Task directions:
Beginning with the first line below, output every record verbatim and leave out the images.

========================================

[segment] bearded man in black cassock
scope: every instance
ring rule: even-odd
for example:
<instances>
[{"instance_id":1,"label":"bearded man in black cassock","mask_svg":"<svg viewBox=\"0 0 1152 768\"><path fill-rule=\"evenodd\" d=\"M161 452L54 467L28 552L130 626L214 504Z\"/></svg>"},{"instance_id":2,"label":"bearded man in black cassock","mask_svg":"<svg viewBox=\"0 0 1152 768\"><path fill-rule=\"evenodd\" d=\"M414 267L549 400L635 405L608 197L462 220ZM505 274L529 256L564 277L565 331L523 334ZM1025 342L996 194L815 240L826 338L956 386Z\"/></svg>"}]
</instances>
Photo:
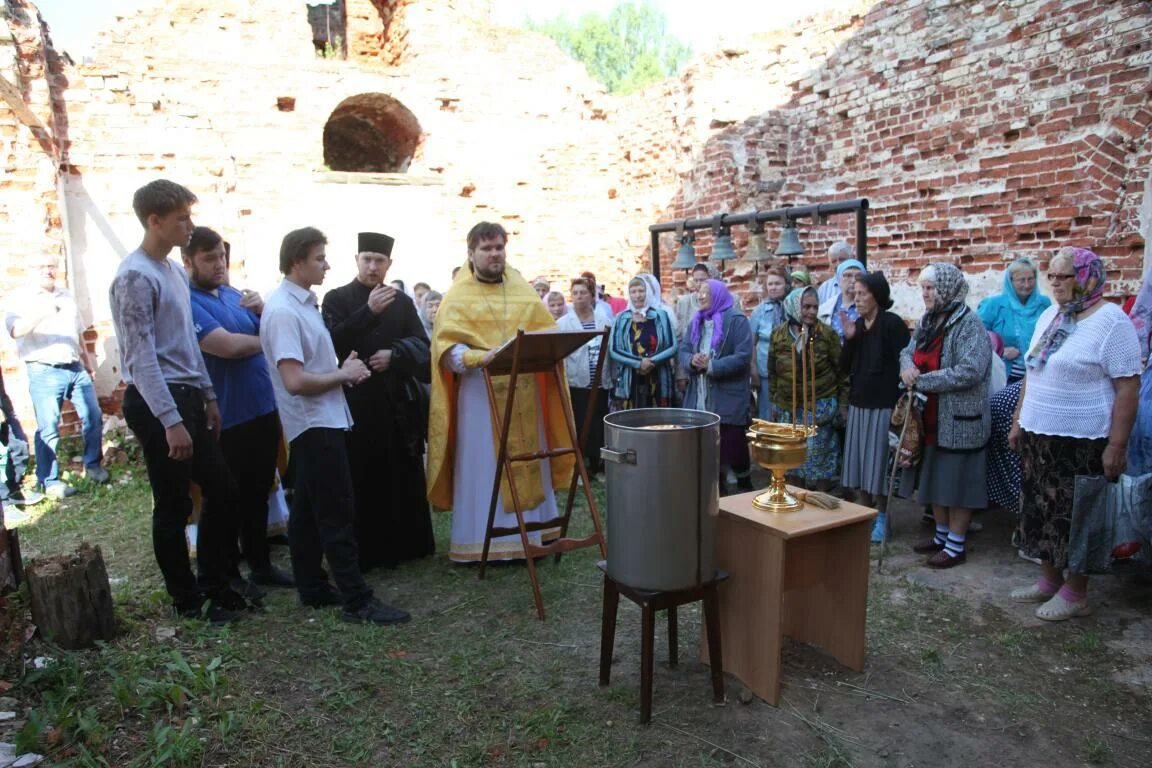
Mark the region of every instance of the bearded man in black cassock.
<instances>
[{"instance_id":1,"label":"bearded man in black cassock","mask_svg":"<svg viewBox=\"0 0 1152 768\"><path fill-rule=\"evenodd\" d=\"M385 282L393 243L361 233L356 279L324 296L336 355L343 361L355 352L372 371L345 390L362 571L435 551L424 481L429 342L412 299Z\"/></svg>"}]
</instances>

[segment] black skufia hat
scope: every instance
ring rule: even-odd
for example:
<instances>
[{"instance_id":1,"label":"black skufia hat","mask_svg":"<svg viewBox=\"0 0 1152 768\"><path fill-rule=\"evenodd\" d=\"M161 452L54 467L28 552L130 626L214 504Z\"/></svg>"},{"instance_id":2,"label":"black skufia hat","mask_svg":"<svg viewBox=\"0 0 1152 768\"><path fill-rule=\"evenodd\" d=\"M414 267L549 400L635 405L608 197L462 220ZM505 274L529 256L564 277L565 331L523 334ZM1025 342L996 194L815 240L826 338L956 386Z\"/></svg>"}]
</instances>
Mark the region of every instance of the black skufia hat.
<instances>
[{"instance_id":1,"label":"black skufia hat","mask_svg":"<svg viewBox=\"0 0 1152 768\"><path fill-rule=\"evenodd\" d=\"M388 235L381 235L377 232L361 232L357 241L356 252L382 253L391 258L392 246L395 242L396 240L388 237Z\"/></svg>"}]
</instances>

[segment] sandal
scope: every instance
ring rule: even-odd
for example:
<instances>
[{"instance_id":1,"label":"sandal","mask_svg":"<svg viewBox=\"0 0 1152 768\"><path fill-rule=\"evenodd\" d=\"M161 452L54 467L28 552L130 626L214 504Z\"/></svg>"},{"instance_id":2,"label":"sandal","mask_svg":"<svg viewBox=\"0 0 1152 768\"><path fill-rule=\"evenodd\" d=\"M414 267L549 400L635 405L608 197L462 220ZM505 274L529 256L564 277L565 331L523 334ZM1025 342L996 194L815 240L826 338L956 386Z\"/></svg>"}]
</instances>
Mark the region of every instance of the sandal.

========================================

Exercise result:
[segment] bearded man in black cassock
scope: every instance
ring rule: even-odd
for example:
<instances>
[{"instance_id":1,"label":"bearded man in black cassock","mask_svg":"<svg viewBox=\"0 0 1152 768\"><path fill-rule=\"evenodd\" d=\"M161 452L54 467L28 552L130 626L214 504Z\"/></svg>"},{"instance_id":2,"label":"bearded man in black cassock","mask_svg":"<svg viewBox=\"0 0 1152 768\"><path fill-rule=\"evenodd\" d=\"M414 267L549 400L635 405L608 197L462 220ZM505 274L529 256L564 277L565 331L523 334ZM1025 342L996 194L815 240L826 338L956 386Z\"/></svg>"}]
</instances>
Photo:
Mark the region of every instance of the bearded man in black cassock.
<instances>
[{"instance_id":1,"label":"bearded man in black cassock","mask_svg":"<svg viewBox=\"0 0 1152 768\"><path fill-rule=\"evenodd\" d=\"M385 282L393 243L361 233L356 279L324 296L336 355L343 361L355 352L372 371L345 390L362 571L435 551L424 481L429 342L412 299Z\"/></svg>"}]
</instances>

[segment] black skufia hat
scope: every instance
ring rule: even-odd
for example:
<instances>
[{"instance_id":1,"label":"black skufia hat","mask_svg":"<svg viewBox=\"0 0 1152 768\"><path fill-rule=\"evenodd\" d=\"M161 452L54 467L28 552L130 626L214 504Z\"/></svg>"},{"instance_id":2,"label":"black skufia hat","mask_svg":"<svg viewBox=\"0 0 1152 768\"><path fill-rule=\"evenodd\" d=\"M414 267L549 400L635 405L608 197L462 220ZM505 274L529 256L564 277L565 331L523 334ZM1025 342L996 194L815 240L826 338L956 386Z\"/></svg>"}]
</instances>
Mark the region of every instance of the black skufia hat.
<instances>
[{"instance_id":1,"label":"black skufia hat","mask_svg":"<svg viewBox=\"0 0 1152 768\"><path fill-rule=\"evenodd\" d=\"M388 235L381 235L377 232L361 232L357 241L356 252L382 253L391 258L392 246L395 242L396 240L388 237Z\"/></svg>"}]
</instances>

[segment] sandal
scope: every instance
ring rule: even-odd
for example:
<instances>
[{"instance_id":1,"label":"sandal","mask_svg":"<svg viewBox=\"0 0 1152 768\"><path fill-rule=\"evenodd\" d=\"M161 452L54 467L28 552L130 626L214 504Z\"/></svg>"},{"instance_id":2,"label":"sandal","mask_svg":"<svg viewBox=\"0 0 1152 768\"><path fill-rule=\"evenodd\" d=\"M414 267L549 400L635 405L608 197L462 220ZM505 274L529 256L564 277L565 331L523 334ZM1025 342L996 194L815 240L826 338L956 386Z\"/></svg>"}]
</instances>
Mark the region of every instance of the sandal.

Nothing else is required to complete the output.